● **What to produce**: Look over the entries and say how many lines include the word "front". Only the number, please.

● **Data extract**:
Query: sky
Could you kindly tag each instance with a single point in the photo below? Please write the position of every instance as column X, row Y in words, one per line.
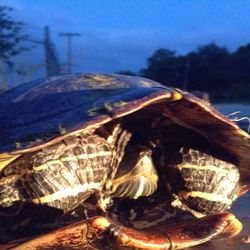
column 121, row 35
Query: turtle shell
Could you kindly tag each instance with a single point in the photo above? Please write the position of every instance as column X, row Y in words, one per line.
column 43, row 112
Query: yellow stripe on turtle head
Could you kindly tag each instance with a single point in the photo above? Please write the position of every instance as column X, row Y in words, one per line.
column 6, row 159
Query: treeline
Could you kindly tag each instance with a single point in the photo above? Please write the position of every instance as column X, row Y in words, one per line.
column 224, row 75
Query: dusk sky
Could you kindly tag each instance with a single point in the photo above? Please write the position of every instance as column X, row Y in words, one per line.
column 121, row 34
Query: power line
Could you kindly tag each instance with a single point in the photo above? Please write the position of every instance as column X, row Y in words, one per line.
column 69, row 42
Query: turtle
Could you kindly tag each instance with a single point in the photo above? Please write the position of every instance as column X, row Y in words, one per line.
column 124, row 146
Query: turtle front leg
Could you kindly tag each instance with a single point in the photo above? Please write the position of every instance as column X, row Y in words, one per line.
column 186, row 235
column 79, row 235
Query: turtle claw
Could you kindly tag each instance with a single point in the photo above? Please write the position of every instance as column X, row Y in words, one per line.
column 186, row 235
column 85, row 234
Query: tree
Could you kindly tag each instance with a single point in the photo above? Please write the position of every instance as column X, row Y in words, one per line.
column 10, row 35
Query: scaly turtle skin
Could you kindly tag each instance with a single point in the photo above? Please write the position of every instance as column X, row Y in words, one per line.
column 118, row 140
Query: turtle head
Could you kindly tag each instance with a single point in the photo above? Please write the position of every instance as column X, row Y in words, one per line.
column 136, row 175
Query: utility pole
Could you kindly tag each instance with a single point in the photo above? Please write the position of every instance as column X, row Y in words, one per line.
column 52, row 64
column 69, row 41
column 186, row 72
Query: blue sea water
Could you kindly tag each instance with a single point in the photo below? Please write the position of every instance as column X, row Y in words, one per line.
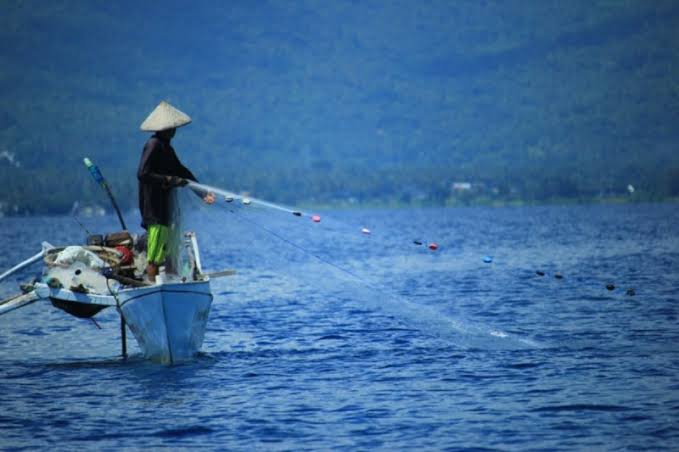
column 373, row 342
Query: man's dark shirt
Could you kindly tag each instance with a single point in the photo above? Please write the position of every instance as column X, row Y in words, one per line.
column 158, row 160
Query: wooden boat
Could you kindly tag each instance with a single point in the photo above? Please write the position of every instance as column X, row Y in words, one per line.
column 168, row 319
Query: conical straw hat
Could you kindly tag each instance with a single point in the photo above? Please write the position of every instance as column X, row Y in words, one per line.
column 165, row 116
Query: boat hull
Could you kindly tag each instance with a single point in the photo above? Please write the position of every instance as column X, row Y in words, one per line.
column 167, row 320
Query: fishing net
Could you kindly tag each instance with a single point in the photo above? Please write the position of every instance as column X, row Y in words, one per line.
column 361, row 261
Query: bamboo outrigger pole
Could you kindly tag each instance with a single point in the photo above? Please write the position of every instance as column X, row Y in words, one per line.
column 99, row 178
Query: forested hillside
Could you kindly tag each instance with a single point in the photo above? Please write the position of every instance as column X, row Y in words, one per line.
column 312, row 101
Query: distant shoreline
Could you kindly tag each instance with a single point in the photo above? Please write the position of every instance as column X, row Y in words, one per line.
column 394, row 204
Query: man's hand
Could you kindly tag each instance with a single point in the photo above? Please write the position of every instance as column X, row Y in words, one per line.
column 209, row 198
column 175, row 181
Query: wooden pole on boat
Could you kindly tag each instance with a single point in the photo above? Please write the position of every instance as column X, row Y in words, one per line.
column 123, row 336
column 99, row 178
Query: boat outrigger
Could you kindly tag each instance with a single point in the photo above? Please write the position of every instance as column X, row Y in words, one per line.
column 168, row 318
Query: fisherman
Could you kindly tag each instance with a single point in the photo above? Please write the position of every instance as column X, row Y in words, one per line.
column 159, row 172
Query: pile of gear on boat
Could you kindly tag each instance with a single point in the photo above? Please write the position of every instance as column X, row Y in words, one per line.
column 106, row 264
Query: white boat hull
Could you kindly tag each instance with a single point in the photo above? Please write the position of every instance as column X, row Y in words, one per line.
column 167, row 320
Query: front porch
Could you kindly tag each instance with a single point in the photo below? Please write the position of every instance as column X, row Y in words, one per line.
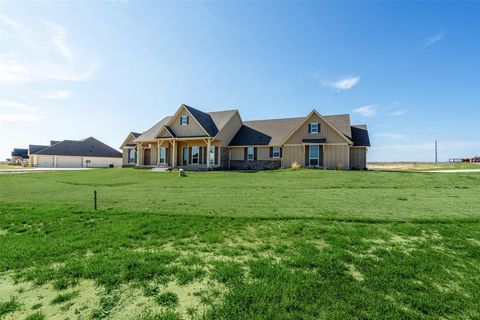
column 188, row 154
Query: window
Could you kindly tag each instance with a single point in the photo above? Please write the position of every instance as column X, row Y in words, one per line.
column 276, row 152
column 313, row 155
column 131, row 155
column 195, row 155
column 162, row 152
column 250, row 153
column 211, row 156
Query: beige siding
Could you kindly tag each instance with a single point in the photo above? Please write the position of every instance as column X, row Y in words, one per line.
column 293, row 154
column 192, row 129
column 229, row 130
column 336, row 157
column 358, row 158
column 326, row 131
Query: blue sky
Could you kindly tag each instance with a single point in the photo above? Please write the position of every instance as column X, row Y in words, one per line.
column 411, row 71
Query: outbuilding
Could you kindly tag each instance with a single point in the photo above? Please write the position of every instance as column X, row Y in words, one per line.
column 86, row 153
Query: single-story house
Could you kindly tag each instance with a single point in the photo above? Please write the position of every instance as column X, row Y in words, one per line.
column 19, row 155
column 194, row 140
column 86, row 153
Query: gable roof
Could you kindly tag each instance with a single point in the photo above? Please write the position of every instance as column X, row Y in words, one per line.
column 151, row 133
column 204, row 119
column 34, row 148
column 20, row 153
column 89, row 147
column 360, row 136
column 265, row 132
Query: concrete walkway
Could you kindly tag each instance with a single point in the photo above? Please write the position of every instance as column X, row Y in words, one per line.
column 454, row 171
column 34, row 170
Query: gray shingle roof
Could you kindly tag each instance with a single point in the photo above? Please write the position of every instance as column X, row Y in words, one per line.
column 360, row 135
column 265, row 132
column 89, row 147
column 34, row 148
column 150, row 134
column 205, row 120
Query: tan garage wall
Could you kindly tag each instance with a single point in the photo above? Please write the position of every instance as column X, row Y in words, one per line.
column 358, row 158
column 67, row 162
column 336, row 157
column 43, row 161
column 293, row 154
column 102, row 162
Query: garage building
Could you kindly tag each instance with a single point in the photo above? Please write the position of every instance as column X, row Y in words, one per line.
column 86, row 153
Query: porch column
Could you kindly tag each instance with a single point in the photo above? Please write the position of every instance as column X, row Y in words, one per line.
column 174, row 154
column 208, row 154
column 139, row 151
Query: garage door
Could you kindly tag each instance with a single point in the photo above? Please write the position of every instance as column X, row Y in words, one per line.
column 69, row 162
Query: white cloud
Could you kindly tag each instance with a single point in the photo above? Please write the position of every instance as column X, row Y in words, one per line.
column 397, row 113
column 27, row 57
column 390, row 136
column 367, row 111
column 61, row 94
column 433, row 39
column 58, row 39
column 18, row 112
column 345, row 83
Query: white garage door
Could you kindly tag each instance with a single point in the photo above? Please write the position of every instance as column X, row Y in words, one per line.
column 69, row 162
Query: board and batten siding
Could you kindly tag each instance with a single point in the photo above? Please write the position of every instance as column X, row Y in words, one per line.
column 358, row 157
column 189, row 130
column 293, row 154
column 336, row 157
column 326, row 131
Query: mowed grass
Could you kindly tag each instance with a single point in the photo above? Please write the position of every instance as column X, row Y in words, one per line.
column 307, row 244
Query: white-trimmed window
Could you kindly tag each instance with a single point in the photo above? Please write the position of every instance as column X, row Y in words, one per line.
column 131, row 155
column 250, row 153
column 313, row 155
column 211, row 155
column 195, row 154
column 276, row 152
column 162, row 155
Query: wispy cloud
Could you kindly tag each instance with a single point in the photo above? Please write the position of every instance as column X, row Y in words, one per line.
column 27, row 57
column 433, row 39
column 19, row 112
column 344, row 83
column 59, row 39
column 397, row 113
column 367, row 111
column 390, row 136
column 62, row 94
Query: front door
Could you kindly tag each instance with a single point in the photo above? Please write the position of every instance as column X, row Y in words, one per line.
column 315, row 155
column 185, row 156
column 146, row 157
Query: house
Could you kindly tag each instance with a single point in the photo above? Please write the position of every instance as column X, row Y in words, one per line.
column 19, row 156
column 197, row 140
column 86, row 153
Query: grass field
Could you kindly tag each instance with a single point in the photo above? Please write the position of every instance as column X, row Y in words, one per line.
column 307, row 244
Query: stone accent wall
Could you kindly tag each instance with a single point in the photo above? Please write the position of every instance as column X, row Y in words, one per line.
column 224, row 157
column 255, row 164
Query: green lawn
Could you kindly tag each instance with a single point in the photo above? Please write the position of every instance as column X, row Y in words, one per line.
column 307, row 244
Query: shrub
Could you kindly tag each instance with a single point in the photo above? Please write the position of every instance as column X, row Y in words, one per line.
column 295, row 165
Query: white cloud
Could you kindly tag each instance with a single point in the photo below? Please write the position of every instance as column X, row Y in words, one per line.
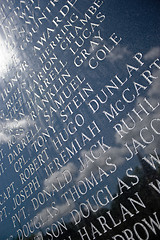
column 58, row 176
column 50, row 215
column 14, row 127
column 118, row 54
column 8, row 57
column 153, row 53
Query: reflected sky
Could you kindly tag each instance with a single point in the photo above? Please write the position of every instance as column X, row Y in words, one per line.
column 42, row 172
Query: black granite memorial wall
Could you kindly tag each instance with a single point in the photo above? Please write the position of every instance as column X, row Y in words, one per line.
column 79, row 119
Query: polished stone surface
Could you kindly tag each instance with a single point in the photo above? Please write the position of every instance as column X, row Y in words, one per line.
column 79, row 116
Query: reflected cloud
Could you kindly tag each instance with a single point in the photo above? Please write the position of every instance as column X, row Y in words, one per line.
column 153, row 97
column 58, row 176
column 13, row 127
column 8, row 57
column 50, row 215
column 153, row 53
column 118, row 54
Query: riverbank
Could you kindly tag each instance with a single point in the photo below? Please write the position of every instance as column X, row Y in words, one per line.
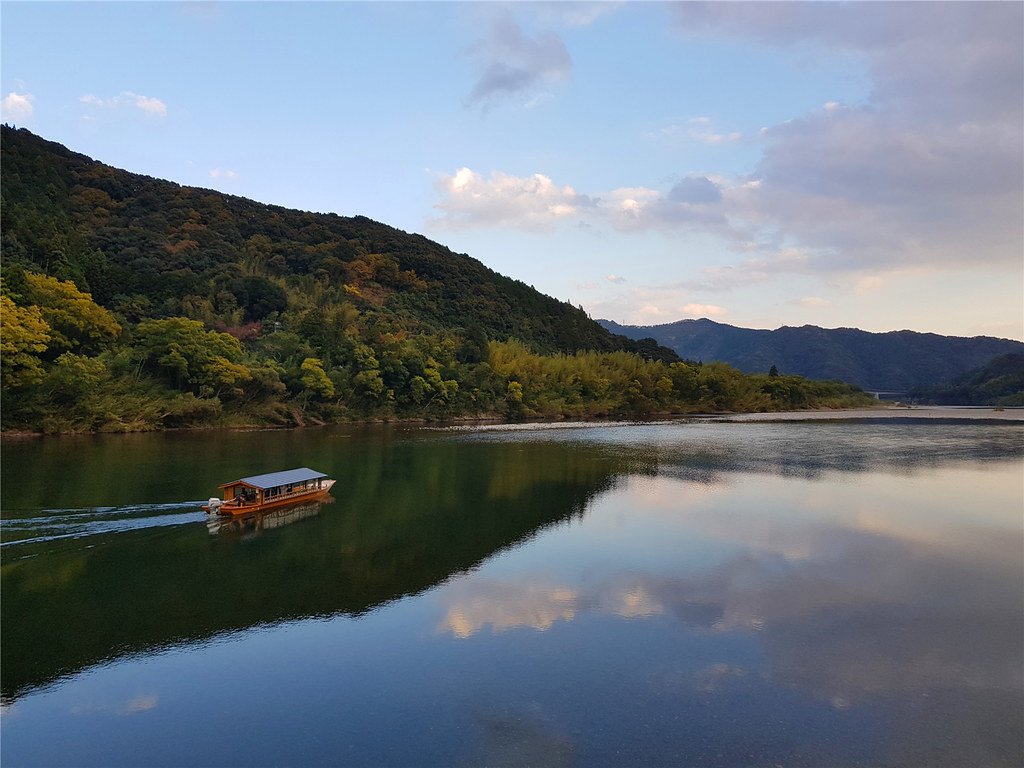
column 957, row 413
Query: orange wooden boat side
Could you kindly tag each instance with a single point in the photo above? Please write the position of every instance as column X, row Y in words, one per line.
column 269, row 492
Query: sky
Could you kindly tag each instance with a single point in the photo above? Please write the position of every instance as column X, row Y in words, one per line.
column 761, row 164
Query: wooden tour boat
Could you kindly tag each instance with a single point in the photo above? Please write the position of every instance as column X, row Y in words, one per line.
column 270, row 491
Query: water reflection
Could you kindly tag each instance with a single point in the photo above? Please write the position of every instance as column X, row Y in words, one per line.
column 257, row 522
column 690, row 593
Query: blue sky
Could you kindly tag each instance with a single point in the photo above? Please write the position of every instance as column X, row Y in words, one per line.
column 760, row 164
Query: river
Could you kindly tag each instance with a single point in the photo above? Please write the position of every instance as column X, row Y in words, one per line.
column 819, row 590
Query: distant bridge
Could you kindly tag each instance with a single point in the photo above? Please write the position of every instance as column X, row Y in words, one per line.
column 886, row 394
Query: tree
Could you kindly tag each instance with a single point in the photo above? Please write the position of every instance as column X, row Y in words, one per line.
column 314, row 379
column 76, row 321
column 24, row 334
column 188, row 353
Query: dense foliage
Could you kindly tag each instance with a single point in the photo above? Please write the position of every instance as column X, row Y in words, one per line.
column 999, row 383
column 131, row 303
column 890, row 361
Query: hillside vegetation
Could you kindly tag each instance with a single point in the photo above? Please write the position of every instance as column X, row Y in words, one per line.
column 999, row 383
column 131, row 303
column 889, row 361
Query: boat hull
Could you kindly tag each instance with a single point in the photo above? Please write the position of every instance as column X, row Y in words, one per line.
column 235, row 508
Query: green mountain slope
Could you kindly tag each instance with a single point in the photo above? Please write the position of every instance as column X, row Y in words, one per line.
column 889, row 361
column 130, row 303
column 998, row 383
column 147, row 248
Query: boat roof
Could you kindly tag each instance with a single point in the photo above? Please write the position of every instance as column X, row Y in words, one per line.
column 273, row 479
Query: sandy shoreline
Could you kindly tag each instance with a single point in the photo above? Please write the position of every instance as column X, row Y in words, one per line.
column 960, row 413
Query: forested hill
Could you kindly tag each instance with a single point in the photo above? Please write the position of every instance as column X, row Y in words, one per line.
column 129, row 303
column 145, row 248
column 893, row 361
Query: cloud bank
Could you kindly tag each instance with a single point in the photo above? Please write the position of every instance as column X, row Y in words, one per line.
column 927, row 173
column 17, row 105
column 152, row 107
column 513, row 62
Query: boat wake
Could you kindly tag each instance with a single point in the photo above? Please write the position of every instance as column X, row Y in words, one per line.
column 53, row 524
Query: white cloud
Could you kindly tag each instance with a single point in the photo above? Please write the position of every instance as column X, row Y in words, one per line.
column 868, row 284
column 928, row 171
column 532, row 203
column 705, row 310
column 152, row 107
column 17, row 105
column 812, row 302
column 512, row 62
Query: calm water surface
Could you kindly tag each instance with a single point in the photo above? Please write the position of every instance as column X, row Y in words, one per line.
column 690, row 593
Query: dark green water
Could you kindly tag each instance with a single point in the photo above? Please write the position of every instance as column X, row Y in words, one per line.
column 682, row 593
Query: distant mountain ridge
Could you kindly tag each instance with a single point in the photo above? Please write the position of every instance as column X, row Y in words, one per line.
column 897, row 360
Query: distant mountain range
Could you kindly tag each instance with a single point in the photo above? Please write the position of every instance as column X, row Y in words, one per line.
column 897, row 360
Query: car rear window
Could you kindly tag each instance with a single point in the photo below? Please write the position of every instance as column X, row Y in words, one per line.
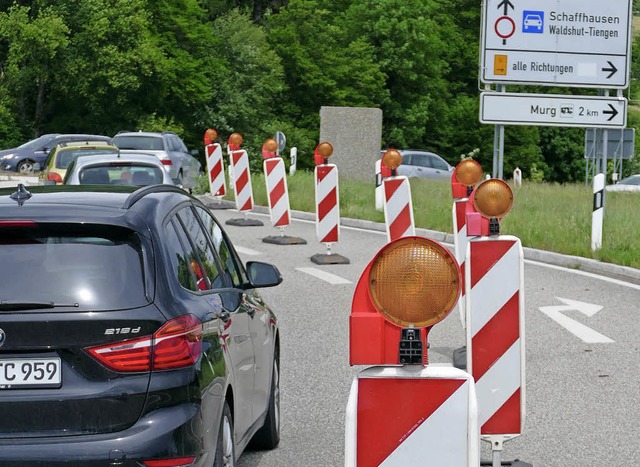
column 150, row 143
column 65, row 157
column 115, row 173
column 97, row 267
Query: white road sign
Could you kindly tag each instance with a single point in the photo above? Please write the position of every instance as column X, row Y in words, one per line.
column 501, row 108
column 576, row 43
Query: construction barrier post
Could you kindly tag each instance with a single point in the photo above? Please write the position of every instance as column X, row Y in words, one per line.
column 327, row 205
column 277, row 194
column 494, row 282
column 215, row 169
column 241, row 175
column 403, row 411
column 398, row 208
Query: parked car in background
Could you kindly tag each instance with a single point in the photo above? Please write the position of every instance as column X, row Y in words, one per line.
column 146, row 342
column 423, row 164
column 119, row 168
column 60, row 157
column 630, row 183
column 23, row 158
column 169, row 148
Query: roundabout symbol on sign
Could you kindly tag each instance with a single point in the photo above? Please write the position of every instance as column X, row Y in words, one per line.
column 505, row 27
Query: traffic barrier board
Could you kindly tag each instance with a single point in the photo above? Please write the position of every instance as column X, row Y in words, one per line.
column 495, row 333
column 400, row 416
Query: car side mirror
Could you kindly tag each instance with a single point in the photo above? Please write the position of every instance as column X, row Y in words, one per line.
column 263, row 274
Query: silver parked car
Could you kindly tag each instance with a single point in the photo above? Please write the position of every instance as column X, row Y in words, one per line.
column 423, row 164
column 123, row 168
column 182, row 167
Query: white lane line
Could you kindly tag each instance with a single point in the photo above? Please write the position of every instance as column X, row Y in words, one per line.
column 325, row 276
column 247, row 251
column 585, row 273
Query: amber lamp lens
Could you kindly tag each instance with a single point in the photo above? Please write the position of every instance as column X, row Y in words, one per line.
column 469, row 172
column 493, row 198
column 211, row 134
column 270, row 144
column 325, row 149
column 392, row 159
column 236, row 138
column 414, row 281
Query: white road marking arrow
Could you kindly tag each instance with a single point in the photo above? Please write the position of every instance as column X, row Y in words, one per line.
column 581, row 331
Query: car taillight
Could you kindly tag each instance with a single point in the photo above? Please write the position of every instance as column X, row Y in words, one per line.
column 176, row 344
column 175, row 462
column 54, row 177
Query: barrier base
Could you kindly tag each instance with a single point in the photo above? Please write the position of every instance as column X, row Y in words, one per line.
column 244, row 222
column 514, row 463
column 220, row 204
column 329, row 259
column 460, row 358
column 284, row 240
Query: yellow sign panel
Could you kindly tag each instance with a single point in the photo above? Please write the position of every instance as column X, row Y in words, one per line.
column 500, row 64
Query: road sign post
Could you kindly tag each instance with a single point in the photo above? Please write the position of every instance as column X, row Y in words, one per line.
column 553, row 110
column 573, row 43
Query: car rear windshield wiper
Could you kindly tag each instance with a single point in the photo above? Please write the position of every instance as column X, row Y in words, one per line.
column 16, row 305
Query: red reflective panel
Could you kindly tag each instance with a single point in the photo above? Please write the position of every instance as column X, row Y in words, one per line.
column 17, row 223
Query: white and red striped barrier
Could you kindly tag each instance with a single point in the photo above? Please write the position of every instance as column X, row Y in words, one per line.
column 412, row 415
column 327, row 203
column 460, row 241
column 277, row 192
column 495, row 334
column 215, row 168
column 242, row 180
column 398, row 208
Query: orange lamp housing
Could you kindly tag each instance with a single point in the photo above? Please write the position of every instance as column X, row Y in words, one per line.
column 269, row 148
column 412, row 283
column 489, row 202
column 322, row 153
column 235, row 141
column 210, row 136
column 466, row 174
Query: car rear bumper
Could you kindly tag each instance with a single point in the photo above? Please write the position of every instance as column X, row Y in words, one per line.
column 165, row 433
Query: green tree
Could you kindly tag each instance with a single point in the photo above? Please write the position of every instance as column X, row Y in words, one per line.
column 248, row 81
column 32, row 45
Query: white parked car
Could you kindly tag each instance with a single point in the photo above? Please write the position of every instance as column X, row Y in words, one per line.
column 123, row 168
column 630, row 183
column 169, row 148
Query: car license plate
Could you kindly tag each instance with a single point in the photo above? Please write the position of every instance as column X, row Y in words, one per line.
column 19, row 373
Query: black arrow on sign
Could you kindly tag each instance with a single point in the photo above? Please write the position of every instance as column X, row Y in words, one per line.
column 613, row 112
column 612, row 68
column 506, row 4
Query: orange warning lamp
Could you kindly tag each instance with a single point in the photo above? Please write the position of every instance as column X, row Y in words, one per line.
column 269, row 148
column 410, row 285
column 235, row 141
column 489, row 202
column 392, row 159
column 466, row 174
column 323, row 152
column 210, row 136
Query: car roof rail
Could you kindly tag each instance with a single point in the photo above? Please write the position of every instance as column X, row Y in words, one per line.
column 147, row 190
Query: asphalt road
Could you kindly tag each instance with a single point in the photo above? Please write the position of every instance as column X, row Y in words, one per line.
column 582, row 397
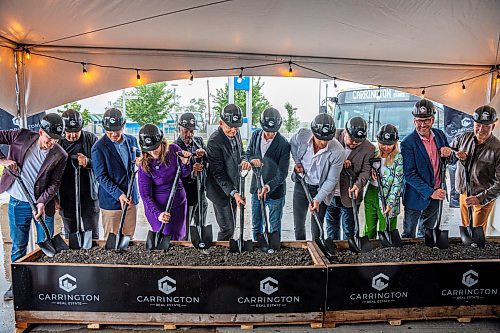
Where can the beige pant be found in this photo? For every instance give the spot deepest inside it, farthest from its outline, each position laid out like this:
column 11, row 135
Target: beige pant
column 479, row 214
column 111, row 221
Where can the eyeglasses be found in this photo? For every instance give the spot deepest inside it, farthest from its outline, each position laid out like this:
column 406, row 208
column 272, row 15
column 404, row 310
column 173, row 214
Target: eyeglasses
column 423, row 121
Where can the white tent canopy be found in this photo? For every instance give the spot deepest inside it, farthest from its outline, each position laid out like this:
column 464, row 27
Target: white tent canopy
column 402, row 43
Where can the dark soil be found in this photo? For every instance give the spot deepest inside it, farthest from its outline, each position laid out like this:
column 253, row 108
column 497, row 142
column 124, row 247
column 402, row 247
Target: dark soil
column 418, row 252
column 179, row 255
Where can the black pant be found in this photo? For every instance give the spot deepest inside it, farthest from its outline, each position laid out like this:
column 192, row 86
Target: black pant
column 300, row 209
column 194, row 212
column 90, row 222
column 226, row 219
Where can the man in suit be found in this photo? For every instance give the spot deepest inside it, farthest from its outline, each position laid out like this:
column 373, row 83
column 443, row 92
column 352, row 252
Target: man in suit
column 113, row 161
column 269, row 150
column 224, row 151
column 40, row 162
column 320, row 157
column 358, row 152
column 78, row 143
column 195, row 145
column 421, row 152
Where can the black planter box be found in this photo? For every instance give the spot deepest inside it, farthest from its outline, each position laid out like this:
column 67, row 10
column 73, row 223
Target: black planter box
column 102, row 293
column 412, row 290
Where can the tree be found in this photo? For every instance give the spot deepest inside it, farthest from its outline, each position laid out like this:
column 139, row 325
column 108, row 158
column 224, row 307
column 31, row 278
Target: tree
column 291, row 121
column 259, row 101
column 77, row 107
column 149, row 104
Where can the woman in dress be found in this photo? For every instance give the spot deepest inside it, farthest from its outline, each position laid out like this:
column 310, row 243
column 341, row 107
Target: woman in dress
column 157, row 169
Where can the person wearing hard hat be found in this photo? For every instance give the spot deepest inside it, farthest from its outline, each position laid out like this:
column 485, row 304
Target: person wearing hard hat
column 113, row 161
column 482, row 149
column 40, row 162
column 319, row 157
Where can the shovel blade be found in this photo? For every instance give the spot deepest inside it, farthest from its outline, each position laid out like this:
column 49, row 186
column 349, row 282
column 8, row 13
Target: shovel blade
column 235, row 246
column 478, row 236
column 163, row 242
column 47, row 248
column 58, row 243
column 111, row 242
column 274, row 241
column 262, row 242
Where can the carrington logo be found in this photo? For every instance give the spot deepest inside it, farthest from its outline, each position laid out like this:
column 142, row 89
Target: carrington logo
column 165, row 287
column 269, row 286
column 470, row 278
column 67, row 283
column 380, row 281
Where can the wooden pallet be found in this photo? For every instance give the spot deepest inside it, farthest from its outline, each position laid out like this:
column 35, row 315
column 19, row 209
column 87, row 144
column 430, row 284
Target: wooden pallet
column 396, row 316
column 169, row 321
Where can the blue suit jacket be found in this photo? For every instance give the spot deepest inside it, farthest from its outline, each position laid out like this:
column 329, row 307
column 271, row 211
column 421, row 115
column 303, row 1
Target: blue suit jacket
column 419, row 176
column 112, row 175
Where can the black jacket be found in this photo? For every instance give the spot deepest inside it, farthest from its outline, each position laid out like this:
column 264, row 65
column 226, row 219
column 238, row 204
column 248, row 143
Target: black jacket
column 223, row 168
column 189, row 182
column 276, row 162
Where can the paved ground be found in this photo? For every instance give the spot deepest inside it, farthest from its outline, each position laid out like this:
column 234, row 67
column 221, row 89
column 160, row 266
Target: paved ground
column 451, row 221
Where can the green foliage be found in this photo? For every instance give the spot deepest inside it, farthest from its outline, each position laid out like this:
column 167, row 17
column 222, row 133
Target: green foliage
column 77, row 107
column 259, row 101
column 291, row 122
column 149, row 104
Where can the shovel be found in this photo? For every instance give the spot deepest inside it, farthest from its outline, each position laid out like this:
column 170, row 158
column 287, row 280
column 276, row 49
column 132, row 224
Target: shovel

● **Solution to this task**: 3